§ Requirement
Return each line of the data below that contains the string "collar".

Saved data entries
○ ○ ○ ○ ○ ○ ○
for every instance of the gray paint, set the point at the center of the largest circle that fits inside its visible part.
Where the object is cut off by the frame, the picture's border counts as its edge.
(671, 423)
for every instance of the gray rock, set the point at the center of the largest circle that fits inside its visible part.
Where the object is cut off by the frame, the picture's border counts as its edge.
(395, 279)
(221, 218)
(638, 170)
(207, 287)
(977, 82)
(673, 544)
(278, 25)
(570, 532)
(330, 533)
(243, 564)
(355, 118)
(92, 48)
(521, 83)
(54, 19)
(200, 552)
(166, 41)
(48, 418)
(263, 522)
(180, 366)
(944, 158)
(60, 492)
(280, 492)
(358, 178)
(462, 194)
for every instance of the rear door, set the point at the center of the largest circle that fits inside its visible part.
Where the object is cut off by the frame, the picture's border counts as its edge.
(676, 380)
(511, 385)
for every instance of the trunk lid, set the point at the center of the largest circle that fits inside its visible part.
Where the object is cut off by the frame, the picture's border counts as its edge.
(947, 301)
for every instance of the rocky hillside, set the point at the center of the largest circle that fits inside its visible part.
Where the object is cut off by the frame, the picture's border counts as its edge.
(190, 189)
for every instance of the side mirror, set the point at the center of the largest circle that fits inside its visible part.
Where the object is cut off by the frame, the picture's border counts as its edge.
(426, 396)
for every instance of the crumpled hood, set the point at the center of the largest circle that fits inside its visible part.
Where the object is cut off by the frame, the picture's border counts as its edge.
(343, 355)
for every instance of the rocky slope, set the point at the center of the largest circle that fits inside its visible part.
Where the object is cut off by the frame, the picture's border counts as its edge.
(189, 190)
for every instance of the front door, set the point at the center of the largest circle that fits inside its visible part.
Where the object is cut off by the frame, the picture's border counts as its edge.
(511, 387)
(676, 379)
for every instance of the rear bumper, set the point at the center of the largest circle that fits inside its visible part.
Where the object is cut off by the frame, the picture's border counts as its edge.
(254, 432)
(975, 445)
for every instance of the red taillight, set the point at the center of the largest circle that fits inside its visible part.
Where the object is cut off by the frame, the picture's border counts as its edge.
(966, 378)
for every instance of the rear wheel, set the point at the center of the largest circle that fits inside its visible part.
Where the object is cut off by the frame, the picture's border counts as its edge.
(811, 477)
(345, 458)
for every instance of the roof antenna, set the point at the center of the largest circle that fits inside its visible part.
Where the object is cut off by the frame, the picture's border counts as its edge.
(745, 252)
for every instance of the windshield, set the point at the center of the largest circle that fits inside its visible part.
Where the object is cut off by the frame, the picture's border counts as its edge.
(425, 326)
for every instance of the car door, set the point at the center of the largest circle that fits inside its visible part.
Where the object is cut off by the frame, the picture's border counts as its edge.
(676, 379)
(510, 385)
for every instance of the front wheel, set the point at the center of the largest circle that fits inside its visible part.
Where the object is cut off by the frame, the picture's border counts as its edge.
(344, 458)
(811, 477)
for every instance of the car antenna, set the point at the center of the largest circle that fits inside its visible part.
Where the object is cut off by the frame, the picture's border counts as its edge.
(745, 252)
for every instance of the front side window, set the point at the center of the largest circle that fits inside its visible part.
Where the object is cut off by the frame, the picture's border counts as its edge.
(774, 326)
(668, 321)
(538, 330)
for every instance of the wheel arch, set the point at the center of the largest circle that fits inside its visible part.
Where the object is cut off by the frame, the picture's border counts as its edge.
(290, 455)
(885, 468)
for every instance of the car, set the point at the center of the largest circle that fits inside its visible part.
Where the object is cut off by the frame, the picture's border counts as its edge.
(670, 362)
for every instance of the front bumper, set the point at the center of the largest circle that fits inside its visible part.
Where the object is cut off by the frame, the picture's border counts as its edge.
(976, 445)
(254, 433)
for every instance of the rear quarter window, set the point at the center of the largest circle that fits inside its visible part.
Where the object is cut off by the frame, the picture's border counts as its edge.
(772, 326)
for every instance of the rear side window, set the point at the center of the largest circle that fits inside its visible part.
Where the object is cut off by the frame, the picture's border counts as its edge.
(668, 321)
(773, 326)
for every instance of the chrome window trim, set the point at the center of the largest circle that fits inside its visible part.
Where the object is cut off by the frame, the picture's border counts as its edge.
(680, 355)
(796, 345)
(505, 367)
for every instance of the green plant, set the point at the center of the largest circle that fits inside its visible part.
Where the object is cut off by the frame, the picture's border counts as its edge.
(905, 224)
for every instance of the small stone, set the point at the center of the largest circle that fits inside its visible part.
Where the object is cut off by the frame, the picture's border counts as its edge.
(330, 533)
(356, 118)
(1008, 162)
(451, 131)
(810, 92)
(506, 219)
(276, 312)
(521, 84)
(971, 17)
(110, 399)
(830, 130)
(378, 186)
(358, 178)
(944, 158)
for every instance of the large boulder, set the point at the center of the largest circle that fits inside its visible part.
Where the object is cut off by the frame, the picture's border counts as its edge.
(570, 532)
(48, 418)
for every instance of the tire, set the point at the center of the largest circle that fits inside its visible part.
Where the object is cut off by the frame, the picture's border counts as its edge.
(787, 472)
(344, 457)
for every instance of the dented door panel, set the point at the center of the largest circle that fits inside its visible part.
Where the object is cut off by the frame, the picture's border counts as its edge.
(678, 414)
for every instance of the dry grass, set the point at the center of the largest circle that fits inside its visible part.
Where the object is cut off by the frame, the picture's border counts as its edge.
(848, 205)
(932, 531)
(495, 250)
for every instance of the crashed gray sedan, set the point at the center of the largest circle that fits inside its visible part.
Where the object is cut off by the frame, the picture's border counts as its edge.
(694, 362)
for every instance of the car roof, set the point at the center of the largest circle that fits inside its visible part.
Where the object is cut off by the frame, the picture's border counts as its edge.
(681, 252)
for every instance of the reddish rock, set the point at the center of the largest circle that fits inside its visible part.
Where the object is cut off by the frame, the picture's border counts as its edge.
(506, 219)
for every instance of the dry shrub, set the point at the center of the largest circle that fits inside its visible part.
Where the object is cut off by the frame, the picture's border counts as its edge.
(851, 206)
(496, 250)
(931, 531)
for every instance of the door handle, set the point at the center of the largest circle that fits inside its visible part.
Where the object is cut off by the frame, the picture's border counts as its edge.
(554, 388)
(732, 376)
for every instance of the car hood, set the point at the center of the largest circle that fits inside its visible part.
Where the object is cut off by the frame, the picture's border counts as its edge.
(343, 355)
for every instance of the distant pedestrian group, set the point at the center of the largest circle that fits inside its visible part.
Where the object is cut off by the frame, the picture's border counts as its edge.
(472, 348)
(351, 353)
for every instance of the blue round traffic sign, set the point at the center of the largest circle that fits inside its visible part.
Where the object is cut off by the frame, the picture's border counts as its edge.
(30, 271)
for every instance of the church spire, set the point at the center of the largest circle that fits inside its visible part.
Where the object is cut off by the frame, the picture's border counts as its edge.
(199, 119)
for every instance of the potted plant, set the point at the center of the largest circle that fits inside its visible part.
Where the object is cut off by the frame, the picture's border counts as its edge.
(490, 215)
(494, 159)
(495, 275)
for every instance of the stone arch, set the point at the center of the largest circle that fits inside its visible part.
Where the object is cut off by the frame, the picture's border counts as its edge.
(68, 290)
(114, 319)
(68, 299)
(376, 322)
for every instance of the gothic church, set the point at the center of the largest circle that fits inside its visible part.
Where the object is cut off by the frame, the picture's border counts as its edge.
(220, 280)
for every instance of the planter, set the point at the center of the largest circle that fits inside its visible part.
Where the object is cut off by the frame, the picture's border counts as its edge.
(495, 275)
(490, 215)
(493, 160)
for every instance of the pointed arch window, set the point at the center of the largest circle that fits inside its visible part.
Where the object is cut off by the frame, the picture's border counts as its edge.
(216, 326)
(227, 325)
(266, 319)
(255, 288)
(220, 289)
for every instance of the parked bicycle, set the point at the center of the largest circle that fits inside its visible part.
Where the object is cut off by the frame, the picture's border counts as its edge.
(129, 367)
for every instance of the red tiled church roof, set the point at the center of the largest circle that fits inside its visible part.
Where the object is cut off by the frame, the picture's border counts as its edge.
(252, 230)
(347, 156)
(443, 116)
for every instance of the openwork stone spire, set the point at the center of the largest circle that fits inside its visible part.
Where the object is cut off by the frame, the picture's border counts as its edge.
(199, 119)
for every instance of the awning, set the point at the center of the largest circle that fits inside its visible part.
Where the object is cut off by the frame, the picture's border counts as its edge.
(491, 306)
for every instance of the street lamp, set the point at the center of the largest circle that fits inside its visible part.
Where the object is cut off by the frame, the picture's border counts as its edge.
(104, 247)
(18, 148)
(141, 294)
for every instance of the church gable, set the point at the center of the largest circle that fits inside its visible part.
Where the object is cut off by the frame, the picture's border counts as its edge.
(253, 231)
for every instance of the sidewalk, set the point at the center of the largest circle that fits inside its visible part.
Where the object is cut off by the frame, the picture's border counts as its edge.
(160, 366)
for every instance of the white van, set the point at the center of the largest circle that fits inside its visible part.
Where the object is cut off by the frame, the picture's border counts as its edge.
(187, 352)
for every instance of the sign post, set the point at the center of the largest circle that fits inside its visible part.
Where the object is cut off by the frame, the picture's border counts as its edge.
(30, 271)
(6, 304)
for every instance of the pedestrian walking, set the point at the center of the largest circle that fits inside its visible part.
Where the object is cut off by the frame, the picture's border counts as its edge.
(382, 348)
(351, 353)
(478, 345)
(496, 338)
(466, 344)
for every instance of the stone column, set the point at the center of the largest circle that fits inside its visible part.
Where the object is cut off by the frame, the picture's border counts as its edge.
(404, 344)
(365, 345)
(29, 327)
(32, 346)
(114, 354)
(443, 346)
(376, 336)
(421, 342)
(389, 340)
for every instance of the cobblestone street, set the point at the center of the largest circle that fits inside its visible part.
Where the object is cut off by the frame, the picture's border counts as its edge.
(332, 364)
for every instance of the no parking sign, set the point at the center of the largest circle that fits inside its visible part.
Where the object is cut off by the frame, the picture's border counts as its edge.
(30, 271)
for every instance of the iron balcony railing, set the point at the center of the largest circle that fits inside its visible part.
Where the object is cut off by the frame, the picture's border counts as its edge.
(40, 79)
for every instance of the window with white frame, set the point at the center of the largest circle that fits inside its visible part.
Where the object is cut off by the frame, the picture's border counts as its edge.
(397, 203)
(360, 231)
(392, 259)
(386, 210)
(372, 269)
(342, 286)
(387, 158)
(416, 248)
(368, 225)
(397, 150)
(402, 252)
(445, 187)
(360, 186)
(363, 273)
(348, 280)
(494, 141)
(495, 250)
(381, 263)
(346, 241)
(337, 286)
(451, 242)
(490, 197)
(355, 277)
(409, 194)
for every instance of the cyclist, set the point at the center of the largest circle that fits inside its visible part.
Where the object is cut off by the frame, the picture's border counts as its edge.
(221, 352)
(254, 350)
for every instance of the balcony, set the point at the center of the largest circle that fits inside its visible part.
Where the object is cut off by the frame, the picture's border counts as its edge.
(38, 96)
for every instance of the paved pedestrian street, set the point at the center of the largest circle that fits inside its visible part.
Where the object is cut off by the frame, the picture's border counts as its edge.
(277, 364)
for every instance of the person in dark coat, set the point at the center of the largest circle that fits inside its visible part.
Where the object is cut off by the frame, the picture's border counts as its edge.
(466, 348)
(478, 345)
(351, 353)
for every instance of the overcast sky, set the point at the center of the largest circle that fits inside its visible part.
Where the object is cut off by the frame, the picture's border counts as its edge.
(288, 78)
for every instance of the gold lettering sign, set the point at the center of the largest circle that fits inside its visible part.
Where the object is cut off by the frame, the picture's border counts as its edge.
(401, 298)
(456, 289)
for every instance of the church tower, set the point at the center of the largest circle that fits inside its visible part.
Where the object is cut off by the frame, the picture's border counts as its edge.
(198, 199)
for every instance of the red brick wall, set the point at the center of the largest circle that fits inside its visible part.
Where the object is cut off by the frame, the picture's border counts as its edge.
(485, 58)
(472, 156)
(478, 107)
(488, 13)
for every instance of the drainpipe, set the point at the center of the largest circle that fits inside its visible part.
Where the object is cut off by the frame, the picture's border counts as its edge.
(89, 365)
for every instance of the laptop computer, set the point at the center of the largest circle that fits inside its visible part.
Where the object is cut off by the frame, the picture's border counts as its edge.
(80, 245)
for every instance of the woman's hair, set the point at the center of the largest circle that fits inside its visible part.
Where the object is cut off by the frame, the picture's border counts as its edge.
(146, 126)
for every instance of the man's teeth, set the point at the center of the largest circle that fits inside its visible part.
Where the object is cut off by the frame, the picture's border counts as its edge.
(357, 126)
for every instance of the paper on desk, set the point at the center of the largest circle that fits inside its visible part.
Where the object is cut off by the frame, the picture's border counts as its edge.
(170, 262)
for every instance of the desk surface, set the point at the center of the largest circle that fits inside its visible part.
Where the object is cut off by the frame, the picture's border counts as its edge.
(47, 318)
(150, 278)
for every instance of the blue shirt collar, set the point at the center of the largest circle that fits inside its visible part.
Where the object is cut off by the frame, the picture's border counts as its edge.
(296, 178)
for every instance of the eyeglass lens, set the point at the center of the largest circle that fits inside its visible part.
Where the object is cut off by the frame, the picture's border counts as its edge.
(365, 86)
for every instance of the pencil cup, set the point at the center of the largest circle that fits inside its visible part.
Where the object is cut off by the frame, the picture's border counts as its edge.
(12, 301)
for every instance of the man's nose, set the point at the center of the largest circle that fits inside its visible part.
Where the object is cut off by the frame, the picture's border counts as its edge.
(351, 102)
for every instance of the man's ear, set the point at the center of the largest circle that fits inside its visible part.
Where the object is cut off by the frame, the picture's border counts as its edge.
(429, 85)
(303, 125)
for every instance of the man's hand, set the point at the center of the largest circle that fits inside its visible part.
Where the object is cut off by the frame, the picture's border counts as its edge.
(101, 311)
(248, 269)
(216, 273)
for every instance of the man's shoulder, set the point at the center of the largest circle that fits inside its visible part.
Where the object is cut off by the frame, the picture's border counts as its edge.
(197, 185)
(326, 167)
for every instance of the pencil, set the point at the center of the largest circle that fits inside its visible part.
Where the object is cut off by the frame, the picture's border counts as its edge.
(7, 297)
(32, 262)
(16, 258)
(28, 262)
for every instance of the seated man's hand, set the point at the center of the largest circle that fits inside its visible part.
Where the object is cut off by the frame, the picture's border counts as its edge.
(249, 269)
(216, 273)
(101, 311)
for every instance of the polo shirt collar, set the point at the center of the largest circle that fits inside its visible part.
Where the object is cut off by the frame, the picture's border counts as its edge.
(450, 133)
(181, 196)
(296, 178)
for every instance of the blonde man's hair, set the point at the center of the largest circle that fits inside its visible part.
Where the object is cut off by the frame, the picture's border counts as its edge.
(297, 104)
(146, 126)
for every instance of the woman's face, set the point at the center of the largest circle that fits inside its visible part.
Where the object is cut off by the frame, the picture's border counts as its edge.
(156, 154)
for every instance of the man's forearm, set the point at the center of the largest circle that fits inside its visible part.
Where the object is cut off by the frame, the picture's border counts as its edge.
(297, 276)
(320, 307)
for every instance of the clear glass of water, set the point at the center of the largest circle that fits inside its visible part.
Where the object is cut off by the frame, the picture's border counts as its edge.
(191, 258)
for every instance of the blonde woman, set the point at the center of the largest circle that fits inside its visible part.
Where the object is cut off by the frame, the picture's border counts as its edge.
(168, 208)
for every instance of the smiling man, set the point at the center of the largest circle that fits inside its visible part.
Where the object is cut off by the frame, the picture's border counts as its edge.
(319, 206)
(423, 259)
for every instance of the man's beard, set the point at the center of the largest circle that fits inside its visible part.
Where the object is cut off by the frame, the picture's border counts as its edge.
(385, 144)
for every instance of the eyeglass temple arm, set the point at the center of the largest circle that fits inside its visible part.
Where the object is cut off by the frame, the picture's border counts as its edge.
○ ○ ○ ○ ○ ○ ○
§ Reply to the exercise
for every instance of the blue shirt collar, set the point at the center of the largest circle that fits inside its visible part.
for every instance of the polo shirt collar, set the point at the center of the largest circle that fits inside its visible part.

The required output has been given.